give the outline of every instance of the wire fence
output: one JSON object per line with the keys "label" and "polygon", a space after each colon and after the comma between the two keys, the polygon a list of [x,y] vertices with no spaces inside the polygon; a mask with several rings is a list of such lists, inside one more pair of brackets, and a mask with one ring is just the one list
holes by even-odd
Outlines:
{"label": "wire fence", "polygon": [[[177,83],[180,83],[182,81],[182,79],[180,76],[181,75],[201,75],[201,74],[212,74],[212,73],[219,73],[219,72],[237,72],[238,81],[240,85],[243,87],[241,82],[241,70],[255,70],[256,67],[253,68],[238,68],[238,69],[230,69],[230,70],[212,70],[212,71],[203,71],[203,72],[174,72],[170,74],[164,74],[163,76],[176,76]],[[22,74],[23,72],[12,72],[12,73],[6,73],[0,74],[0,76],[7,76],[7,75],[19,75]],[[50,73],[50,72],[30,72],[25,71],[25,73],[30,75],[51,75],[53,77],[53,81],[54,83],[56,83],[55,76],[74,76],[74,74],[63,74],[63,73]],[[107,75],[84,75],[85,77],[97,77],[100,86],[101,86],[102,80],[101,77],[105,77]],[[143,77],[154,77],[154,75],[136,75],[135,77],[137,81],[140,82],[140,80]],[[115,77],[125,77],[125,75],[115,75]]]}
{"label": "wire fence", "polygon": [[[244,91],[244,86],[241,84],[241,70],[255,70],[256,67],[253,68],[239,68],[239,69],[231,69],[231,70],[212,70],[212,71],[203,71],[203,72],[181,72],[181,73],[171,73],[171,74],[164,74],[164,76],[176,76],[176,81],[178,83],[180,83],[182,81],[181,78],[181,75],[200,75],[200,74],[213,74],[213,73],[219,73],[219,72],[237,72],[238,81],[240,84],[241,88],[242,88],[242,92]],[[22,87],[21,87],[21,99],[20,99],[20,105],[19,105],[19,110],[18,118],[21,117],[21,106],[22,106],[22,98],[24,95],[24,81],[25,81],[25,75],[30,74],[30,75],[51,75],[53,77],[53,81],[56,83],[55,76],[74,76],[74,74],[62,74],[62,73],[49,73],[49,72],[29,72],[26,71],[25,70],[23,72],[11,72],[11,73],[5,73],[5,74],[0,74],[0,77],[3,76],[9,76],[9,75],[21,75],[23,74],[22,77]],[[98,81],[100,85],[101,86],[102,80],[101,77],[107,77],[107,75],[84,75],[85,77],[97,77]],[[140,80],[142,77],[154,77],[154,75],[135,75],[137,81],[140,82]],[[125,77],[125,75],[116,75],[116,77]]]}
####################
From the records above, pick out and copy every line that contains the string "fence". Uppercase and lowercase letters count as different.

give the outline of every instance of the wire fence
{"label": "wire fence", "polygon": [[[177,83],[180,83],[182,81],[182,79],[180,76],[181,75],[201,75],[201,74],[212,74],[212,73],[219,73],[219,72],[237,72],[238,81],[240,85],[243,87],[241,82],[241,70],[255,70],[256,67],[253,68],[238,68],[238,69],[230,69],[230,70],[212,70],[212,71],[203,71],[203,72],[174,72],[170,74],[164,74],[163,76],[176,76]],[[22,74],[23,72],[12,72],[12,73],[6,73],[0,74],[0,76],[7,76],[7,75],[19,75]],[[50,73],[50,72],[30,72],[25,71],[25,73],[30,75],[51,75],[53,77],[53,81],[54,83],[56,83],[55,76],[74,76],[74,74],[63,74],[63,73]],[[107,75],[84,75],[85,77],[97,77],[100,86],[101,86],[102,80],[101,77],[105,77]],[[143,77],[154,77],[154,75],[136,75],[135,77],[137,81],[140,82],[140,80]],[[115,77],[125,77],[125,75],[115,75]]]}
{"label": "wire fence", "polygon": [[[244,91],[244,86],[241,84],[241,70],[255,70],[256,67],[253,68],[239,68],[239,69],[231,69],[231,70],[212,70],[212,71],[203,71],[203,72],[181,72],[181,73],[171,73],[171,74],[164,74],[164,76],[176,76],[176,81],[178,83],[180,83],[182,81],[181,78],[181,75],[200,75],[200,74],[213,74],[213,73],[219,73],[219,72],[237,72],[238,81],[240,84],[241,88],[242,88],[242,92]],[[22,87],[21,87],[21,99],[20,99],[20,105],[19,105],[19,110],[18,118],[21,117],[21,106],[22,106],[22,98],[24,95],[24,81],[25,81],[25,75],[30,74],[30,75],[51,75],[53,77],[53,81],[56,83],[55,76],[74,76],[74,74],[62,74],[62,73],[49,73],[49,72],[29,72],[26,71],[25,70],[23,72],[11,72],[11,73],[5,73],[5,74],[0,74],[0,77],[3,76],[9,76],[9,75],[21,75],[23,74],[22,77]],[[98,81],[100,85],[101,86],[102,80],[101,77],[107,77],[107,75],[84,75],[85,77],[97,77]],[[140,80],[142,77],[154,77],[154,75],[135,75],[137,81],[140,82]],[[125,77],[125,75],[116,75],[116,77]]]}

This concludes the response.